- Exercise 1
Please reproduce the path query post starting at "This query would" and ending at "point still stands)".

Specify Path Length in Path Queries

I enjoy the Path query feature a lot- it is powerful and it or something like it should be integrated into the core SPARQL specification (hopefully they will in 1.2).

Most graph algorithm implementations support the selection of a property attribute to use as a length metric (of course, these are also done using a property graph where that is more convenient). However, unless I'm missing something, Stardog's path queries seem to be limited by the fact that the only possible metric for path length is the number of "hops" made, whether specified by a single predicate, a SPARQL property path, or a SPARQL query pattern.

In cases where the path is specified by a SPARQL pattern, it would be very useful if you could bind an additional variable to use as the length metric instead of always using the number of hops.

For example, consider a database of airline flights. If I wanted to find the "shortest" route from New York to San Francisco, I would do something like the following:

PATHS
START ?x = :JFK
END ?y = :SFO
VIA {
  ?flight a :Flight ;
    :from ?x ;
    :to ?y ;
  .
}

This query would work, but only if my length metric of interest was the number of connecting flights. I cannot easily find the shortest route by any other critical metric, including but not limited to:

  • Cost
  • Flight time
  • Distance traveled
  • Total travel time (the query would have to be modified to support layovers, but the point still stands)

I could imagine something like the following to extend the above query example to support using, e.g., cost as the length metric instead of number of hops by specifying a binding made in the query pattern to use as the length value:

PATHS
START ?x = :JFK
END ?y = :SFO
VIA {
  ?flight a :Flight ;
    :from ?x ;
    :to ?y ;
    :price ?price ;
  .

- Stored data
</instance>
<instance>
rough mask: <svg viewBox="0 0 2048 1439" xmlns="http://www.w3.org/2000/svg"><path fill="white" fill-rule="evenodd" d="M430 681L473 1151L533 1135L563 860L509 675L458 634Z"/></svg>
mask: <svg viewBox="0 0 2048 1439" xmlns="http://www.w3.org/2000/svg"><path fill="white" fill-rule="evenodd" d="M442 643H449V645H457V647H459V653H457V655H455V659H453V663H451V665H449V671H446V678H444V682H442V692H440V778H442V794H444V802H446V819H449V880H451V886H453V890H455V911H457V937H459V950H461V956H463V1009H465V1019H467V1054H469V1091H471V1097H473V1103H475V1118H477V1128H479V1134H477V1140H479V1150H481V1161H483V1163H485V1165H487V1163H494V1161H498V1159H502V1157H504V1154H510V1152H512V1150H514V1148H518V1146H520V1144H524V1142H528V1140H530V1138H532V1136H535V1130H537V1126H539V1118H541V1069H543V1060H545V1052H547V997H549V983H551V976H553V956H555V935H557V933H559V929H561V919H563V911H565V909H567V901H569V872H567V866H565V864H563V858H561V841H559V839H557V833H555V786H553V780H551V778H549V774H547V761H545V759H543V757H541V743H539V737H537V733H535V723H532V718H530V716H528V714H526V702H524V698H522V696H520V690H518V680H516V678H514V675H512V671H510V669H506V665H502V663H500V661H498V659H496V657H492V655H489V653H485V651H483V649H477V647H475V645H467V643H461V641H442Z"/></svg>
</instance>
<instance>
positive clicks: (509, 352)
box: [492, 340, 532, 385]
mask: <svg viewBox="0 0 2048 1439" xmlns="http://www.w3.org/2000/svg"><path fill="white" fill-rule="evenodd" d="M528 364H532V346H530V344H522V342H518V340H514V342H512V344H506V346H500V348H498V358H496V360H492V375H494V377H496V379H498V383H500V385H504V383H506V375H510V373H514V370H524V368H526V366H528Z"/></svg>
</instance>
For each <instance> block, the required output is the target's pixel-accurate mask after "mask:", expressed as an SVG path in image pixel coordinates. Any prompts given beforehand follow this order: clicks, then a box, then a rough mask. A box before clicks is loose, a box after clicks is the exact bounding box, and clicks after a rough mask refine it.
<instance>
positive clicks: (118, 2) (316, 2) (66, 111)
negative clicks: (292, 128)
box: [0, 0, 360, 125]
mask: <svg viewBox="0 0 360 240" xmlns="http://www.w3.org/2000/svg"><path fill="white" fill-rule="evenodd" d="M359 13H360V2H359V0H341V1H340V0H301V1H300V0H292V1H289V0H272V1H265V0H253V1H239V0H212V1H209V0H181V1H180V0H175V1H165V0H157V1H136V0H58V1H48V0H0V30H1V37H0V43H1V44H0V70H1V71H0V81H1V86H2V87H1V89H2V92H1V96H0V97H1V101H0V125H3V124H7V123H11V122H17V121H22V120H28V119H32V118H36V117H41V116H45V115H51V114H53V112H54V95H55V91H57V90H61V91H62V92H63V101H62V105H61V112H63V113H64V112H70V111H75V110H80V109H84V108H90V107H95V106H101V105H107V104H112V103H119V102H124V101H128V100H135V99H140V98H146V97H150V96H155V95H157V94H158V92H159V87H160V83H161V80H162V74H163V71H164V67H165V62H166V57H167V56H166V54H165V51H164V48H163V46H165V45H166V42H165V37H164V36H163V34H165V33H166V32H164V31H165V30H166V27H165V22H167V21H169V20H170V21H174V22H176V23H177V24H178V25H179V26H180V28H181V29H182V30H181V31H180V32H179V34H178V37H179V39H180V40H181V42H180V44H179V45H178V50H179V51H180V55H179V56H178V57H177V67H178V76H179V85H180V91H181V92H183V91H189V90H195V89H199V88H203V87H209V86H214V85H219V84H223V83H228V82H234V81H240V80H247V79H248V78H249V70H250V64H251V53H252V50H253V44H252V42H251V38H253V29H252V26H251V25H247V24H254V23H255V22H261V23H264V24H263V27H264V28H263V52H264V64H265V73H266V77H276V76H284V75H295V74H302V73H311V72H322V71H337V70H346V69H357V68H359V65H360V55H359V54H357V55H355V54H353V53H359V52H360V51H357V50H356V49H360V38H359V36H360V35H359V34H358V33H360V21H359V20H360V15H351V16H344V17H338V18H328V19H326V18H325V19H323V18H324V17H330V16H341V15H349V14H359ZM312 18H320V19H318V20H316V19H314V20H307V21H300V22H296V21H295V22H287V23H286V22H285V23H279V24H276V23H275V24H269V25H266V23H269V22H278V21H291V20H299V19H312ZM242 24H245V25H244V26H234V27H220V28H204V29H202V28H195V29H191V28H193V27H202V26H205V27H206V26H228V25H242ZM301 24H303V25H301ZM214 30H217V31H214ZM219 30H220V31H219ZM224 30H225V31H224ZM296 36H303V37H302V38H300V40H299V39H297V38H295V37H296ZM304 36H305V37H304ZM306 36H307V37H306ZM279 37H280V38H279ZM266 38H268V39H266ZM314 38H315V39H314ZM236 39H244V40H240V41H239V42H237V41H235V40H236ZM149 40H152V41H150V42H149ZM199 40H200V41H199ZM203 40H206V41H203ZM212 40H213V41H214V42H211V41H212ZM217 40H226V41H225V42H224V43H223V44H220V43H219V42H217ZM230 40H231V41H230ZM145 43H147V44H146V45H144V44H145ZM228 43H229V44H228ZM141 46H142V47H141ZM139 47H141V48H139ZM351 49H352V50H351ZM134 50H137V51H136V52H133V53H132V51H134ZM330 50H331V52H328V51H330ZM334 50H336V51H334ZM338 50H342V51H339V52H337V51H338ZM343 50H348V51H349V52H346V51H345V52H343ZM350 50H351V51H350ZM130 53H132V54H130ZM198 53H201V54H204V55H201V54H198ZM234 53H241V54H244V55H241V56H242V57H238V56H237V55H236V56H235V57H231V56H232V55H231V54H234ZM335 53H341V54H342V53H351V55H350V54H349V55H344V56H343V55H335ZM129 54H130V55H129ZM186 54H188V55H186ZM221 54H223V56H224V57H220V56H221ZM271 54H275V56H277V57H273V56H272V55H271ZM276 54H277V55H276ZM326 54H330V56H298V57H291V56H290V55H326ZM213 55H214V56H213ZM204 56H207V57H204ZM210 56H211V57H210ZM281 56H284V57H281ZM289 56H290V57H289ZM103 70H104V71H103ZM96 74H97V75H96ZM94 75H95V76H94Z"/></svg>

- Exercise 2
Rewrite the records starting at their first line and ending at the line containing "rough mask: <svg", changing "rough mask" to "coarse mask" and leaving everything else the same. Give only those lines.

- Task solution 1
This query would work, but only if my length metric of interest was the number of connecting flights. I cannot easily find the shortest route by any other critical metric, including but not limited to:

  • Cost
  • Flight time
  • Distance traveled
  • Total travel time (the query would have to be modified to support layovers, but the point still stands)

- Task solution 2
</instance>
<instance>
coarse mask: <svg viewBox="0 0 2048 1439" xmlns="http://www.w3.org/2000/svg"><path fill="white" fill-rule="evenodd" d="M430 681L473 1151L533 1135L563 860L509 675L458 634Z"/></svg>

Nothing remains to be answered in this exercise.